Problems to solve:
1. Retype the part of the agreement text that opens with the words containing "10.           Relationship of Parties.  The" and closes with "of the other.".
2. Continue the agreement text from where it stops.

Text shown:
-.-.-
10.           Relationship of Parties.  The Advisor is an independent contractor, responsible for compensation of its agents, employees and representatives, as well as all applicable withholding therefrom and taxes thereon (including unemployment compensation) and all workers’ compensation insurance.  This Agreement does not establish any partnership, joint venture, or other business entity or association between the parties, and neither party is intended to have any interest in the business or property of the other.
 

 
Exhibit 10.6, 3

 


 
11.           Miscellaneous.
 
(a)           Entire Agreement; Amendments. This Agreement contains the entire understanding of the parties with respect to the subject matter hereof and supersedes all prior agreements and understandings, oral or written, with respect to such matters.
-.-.-
Dataset extract:
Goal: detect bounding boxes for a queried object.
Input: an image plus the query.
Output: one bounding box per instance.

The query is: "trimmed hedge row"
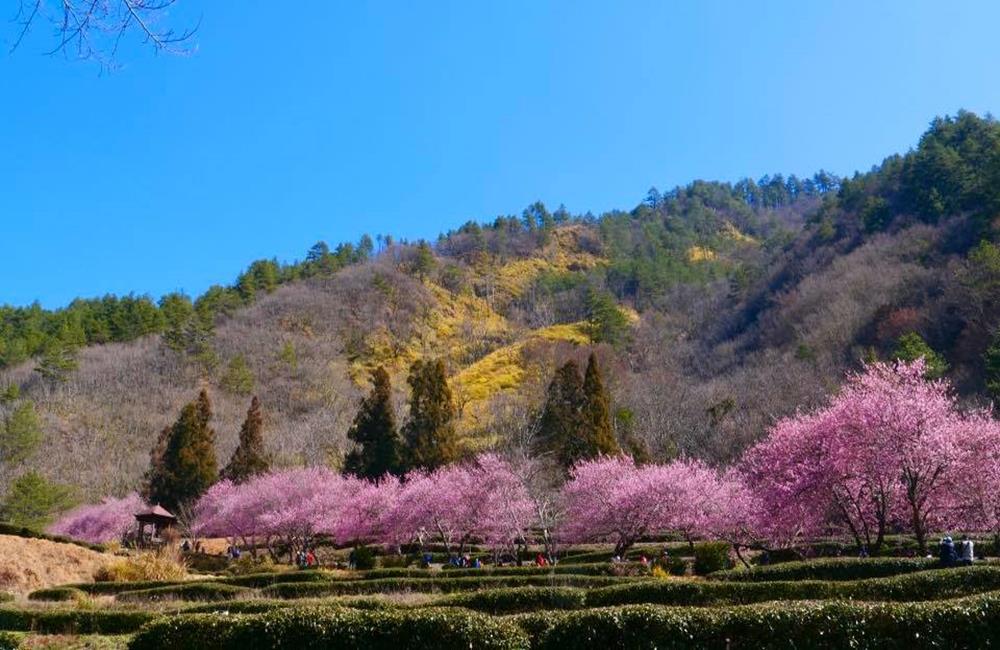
-.-.-
The answers:
1.
10.           Relationship of Parties.  The Advisor is an independent contractor, responsible for compensation of its agents, employees and representatives, as well as all applicable withholding therefrom and taxes thereon (including unemployment compensation) and all workers’ compensation insurance.  This Agreement does not establish any partnership, joint venture, or other business entity or association between the parties, and neither party is intended to have any interest in the business or property of the other.

2.
(b)           Notices.  Any and all notices or other communications or deliveries required or permitted to be provided hereunder shall be in writing and shall be deemed given and effective on the earliest of (i) the date of transmission, if such notice or communication is delivered via facsimile at the facsimile telephone number specified in this Section prior to 4:30 p.m. (Eastern Standard time) on a Business Date, (ii) the Business Day after the date of transmission, if such notice or communication is delivered via facsimile at the facsimile telephone number specified in this Agreement later than 4:30 p.m. (Eastern Standard time) on any date and earlier than 11:59 p.m. (Eastern Standard time) on such date, (iii) the Business Day following the date of mailing, if sent by nationally recognized overnight courier service, or (iv) upon actual receipt by the party to whom such notice is required to be given.  The address for such notices and communications shall be as follows:
 
If to the Company:
 
Address:
 
Email:
 

 
If to the Advisor:                                Ari Jatwes
 
7475 Avenida del Mar #1303
Boca Raton ,FL,33433
561 245 7247
561 843 9281 ( c)
Email: arijat@gmail.com
Attention:  Ari Jatwes
 
or such other address as may be designated in writing hereafter, in the same manner, by such party.
 
(c)           Amendments; Waivers.  No provision of this Agreement may be waived or amended except in a written instrument signed, in the case of an amendment, by the Company and the Advisor, or, in the case of a waiver, by the party against whom enforcement of any such waiver is sought.  No waiver of any default with respect to any provision, condition or requirement of this Agreement shall be deemed to be a continuing waiver in the future or a waiver of any other provision, condition or requirement hereof, nor shall any delay or omission of either party to exercise any right hereunder in any manner impair the exercise of any such right accruing to it thereafter.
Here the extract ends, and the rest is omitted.